Extract to read
|---|

How to change the default encoding to UTF-8 for Apache

I am using a hosting company and it will list the files in a directory if the file index.html is not there. It uses ISO 8859-1 as the default encoding.

If the server is Apache, is there a way to set UTF-8 as the default instead?

I found out that it is actually using a DOCTYPE of HTML 3.2 and then there is not charset at all... so it is not setting any encoding. But is there a way to change it to use UTF-8?

This question is very old but currently (in 2021), at least in my case (Debian 10), the utf-8 characters are served properly and it seems that it's not needed to uncomment or change the setting AddDefaultCharset to utf-8 at all (On Debian, it's in /etc/apache2/conf-available/charset.conf).

M
MartinodF

In httpd.conf add (or change if it's already there):

AddDefaultCharset utf-8

where in the file does one add this, anywhere?
@Geoffrey yes. if it's not already there, you can put it anywhere. however, i usually put every "custom" directive at the bottom of the file for a number of reasons (overriding pre-existing directives, order, and just to easily see what I did change from stock config).
Add AddDefaultCharset utf-8 to .htaccess - worked a charm for me. (if you don't have access to httpd.conf)
Is it case sensitive?
Since this answer is from 2009: in Ubuntu 18, you change this configuration in /etc/apache2/conf-available/charset.conf
M
Mathias Bynens

Add this to your .htaccess:

IndexOptions +Charset=UTF-8

Or, if you have administrator rights, you could set it globally by editing httpd.conf and adding:

AddDefaultCharset UTF-8

(You can use AddDefaultCharset in .htaccess too, but it won’t affect Apache-generated directory listings that way.)


This is a great solution and less invasive than modifying the httpd.conf file.
on my server, the .htaccess can affect all the subdirectories as well, probably apache will look for any .htaccess up the parent directory all the way to the root directory of the website folder
Yes, that’s how .htaccess works on all servers — it affects all subdirectories as well. However, Apache-generated directory listing pages can’t be forced to UTF-8 by using .htaccess (AFAIK).
Please note changing serverwide settings via .htaccess files is generally bad practice. Bugs become harder to track when server settings are distributed across various files. There's a slight performance hit too: with each requested file, Apache has to read the directory's .htaccess file and all .htaccess files of parent directories. .htaccess should therefore only be used for either directory specific settings (e.g. preventing access to a specific directory) or when there is absolutely no possibility to gain administrator rights.
Up voted, the IndexOptions +Charset=UTF-8 did the trick for me, thanks!
E
Eugene Yokota

See AddDefaultCharset Directive, AddCharset Directive, and this article.

|---|

Records from a collection
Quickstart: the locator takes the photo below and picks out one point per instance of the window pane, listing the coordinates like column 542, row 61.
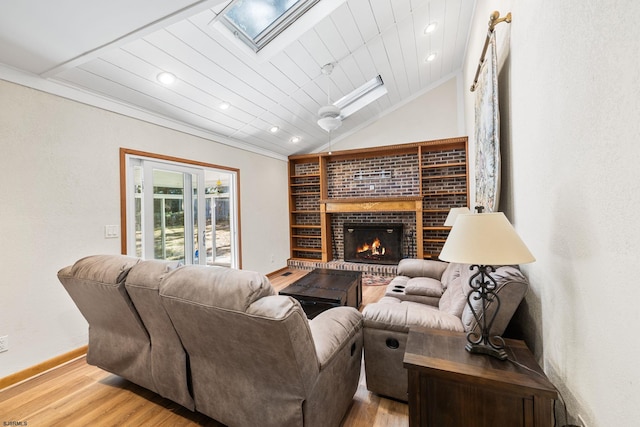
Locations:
column 168, row 218
column 218, row 233
column 137, row 183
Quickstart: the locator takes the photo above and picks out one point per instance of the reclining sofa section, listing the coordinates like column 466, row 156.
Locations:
column 218, row 340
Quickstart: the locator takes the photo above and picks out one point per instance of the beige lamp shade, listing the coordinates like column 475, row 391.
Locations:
column 453, row 214
column 485, row 239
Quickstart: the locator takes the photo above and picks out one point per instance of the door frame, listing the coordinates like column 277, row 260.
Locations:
column 125, row 153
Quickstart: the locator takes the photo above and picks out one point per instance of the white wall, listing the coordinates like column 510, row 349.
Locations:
column 433, row 115
column 570, row 109
column 59, row 169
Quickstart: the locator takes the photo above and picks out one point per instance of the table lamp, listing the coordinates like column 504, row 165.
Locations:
column 453, row 214
column 485, row 241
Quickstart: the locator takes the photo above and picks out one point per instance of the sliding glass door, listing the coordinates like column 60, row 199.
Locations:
column 181, row 212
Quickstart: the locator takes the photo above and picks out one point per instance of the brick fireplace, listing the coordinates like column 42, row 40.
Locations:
column 412, row 185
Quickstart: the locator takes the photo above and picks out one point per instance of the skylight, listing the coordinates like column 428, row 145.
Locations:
column 257, row 22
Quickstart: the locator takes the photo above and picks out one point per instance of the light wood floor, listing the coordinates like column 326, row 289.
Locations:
column 76, row 394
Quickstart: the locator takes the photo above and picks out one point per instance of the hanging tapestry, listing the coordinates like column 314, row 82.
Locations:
column 488, row 132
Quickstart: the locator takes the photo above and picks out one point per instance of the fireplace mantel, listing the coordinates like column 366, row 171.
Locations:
column 386, row 204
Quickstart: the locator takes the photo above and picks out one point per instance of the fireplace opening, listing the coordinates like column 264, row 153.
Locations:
column 373, row 243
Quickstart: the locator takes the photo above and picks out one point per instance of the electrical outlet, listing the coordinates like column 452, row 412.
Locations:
column 111, row 231
column 581, row 421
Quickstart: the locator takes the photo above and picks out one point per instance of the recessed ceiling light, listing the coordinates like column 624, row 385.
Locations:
column 431, row 27
column 166, row 78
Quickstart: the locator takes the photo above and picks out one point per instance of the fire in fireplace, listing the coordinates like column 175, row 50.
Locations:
column 373, row 243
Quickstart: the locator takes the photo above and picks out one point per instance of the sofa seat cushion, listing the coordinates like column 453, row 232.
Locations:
column 424, row 286
column 397, row 315
column 333, row 329
column 417, row 289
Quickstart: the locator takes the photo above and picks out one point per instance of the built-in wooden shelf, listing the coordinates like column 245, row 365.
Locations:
column 444, row 165
column 309, row 194
column 307, row 249
column 457, row 175
column 394, row 204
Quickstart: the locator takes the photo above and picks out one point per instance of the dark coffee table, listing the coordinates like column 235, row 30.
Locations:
column 324, row 288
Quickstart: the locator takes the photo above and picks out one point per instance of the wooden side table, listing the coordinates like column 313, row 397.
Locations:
column 448, row 386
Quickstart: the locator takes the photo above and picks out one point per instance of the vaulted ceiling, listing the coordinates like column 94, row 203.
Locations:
column 109, row 53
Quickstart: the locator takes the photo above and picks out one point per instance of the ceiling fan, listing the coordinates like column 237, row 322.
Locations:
column 329, row 115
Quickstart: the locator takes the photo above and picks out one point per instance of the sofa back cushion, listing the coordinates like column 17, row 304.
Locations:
column 453, row 300
column 169, row 364
column 247, row 346
column 511, row 287
column 118, row 340
column 411, row 267
column 219, row 287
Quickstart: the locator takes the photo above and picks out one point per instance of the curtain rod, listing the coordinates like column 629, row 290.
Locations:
column 494, row 20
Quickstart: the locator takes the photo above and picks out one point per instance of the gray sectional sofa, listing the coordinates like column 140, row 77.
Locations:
column 431, row 294
column 218, row 341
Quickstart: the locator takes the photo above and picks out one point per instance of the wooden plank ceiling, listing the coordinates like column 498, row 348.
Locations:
column 102, row 53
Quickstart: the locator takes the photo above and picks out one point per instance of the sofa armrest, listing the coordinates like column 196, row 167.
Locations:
column 332, row 330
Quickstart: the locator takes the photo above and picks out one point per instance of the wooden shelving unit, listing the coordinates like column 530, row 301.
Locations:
column 442, row 176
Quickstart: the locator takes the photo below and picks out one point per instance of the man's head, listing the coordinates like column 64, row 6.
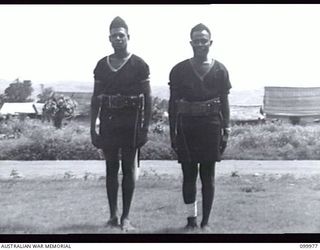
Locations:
column 119, row 35
column 200, row 40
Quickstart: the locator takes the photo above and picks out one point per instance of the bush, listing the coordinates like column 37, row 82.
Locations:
column 41, row 141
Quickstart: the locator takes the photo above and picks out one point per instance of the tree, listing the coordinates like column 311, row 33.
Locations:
column 19, row 91
column 58, row 109
column 46, row 94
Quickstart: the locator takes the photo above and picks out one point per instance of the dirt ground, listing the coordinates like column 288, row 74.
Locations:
column 78, row 169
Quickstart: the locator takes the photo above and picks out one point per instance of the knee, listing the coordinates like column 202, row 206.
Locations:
column 208, row 181
column 112, row 169
column 128, row 169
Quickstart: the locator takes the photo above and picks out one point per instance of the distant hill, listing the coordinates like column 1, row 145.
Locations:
column 236, row 97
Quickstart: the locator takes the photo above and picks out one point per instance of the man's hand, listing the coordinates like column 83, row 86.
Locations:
column 174, row 144
column 96, row 139
column 142, row 138
column 223, row 143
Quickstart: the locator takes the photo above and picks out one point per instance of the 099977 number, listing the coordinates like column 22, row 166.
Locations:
column 308, row 245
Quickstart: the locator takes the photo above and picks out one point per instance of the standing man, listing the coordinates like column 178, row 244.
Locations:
column 199, row 121
column 121, row 97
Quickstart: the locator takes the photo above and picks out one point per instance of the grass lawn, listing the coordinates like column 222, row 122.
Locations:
column 266, row 203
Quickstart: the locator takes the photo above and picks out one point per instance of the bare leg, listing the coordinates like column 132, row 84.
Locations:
column 128, row 181
column 207, row 173
column 112, row 183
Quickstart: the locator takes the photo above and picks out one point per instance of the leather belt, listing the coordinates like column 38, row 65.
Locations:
column 121, row 101
column 210, row 107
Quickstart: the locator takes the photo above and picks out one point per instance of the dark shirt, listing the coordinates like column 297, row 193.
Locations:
column 198, row 137
column 185, row 83
column 118, row 126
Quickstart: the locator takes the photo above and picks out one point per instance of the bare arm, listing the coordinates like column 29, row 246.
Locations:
column 95, row 106
column 147, row 106
column 225, row 110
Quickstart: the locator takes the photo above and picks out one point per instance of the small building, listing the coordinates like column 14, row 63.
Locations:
column 83, row 100
column 292, row 104
column 246, row 114
column 31, row 109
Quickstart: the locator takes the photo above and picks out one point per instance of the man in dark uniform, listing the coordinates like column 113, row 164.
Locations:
column 121, row 98
column 199, row 121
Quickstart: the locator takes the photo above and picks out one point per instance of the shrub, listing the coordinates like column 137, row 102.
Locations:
column 41, row 141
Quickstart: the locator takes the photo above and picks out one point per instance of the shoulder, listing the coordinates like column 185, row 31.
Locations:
column 220, row 66
column 100, row 63
column 181, row 66
column 103, row 59
column 137, row 60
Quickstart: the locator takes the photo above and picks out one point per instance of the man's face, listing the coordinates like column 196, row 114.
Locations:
column 119, row 38
column 200, row 42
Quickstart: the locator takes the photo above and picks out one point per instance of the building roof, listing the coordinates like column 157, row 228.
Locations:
column 292, row 101
column 245, row 112
column 14, row 108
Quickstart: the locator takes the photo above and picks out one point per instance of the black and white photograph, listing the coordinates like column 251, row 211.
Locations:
column 130, row 121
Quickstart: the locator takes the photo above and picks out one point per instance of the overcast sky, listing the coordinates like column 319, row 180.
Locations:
column 261, row 45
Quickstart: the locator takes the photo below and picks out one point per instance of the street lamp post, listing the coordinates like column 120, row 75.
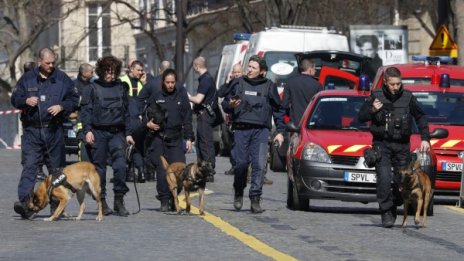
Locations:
column 179, row 41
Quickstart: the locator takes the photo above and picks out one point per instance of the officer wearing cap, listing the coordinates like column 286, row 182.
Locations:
column 106, row 122
column 391, row 110
column 169, row 120
column 252, row 102
column 46, row 97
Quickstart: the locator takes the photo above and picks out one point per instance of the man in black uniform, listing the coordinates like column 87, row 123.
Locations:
column 168, row 132
column 252, row 102
column 391, row 110
column 82, row 81
column 300, row 89
column 46, row 97
column 205, row 104
column 106, row 122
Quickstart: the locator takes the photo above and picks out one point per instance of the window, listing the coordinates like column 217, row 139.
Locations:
column 99, row 31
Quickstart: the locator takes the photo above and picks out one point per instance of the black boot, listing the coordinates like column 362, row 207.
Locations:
column 164, row 205
column 238, row 202
column 387, row 219
column 130, row 175
column 255, row 207
column 22, row 209
column 106, row 209
column 141, row 176
column 119, row 207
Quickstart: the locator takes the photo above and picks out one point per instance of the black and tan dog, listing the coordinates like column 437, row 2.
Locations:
column 81, row 178
column 191, row 177
column 416, row 186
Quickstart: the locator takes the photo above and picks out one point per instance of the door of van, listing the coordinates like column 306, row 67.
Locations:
column 331, row 78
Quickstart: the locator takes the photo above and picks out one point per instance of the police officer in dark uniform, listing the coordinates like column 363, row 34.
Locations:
column 300, row 89
column 169, row 131
column 205, row 105
column 391, row 110
column 82, row 81
column 252, row 102
column 106, row 121
column 46, row 96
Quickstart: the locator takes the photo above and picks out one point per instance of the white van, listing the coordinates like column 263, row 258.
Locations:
column 231, row 55
column 279, row 45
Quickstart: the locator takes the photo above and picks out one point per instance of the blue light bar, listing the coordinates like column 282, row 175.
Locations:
column 432, row 59
column 241, row 36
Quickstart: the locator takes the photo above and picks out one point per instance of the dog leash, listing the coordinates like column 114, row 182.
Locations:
column 131, row 167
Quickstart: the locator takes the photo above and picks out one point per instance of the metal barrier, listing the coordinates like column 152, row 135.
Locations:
column 461, row 193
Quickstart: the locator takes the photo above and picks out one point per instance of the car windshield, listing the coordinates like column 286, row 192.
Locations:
column 442, row 108
column 281, row 66
column 333, row 60
column 421, row 81
column 337, row 113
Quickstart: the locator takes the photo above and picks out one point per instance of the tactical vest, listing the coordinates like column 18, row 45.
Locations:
column 254, row 107
column 126, row 79
column 108, row 105
column 393, row 121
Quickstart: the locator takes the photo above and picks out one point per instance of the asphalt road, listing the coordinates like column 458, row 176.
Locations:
column 331, row 230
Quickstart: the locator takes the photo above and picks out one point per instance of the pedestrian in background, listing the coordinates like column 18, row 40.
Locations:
column 252, row 102
column 205, row 107
column 136, row 79
column 300, row 89
column 106, row 121
column 167, row 135
column 236, row 73
column 391, row 110
column 46, row 97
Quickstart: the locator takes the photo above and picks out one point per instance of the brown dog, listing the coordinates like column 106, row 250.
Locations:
column 191, row 177
column 81, row 177
column 416, row 185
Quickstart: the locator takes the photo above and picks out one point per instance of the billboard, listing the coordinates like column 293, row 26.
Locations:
column 387, row 44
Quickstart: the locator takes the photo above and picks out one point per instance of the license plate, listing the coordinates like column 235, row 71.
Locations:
column 359, row 177
column 452, row 166
column 71, row 134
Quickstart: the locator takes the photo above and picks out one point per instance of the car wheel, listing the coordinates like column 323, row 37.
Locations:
column 225, row 141
column 295, row 202
column 430, row 208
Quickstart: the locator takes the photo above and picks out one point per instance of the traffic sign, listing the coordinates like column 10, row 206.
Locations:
column 443, row 44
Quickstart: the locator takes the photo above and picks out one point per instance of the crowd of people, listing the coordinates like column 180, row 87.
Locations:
column 153, row 116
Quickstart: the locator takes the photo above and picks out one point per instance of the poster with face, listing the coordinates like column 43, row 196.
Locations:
column 385, row 44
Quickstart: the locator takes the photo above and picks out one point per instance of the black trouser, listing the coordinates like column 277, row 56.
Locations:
column 173, row 152
column 396, row 155
column 205, row 142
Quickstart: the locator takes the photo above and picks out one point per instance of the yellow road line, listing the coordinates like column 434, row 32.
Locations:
column 232, row 231
column 458, row 209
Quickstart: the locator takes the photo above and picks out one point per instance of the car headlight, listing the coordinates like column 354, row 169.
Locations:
column 315, row 152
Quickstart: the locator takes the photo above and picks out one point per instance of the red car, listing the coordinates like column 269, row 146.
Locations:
column 440, row 90
column 325, row 156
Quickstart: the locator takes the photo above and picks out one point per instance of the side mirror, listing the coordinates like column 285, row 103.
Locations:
column 439, row 133
column 291, row 127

|---|

Problem set
**1)** In the thread on Apache's default encoding, what line goes in .htaccess so that directory listings use UTF-8?
**2)** Reproduce the stretch of the Apache encoding thread from "Or, if you have" through "listings that way.)".

Responses to the tasks
**1)** IndexOptions +Charset=UTF-8

**2)**
Or, if you have administrator rights, you could set it globally by editing httpd.conf and adding:

AddDefaultCharset UTF-8

(You can use AddDefaultCharset in .htaccess too, but it won’t affect Apache-generated directory listings that way.)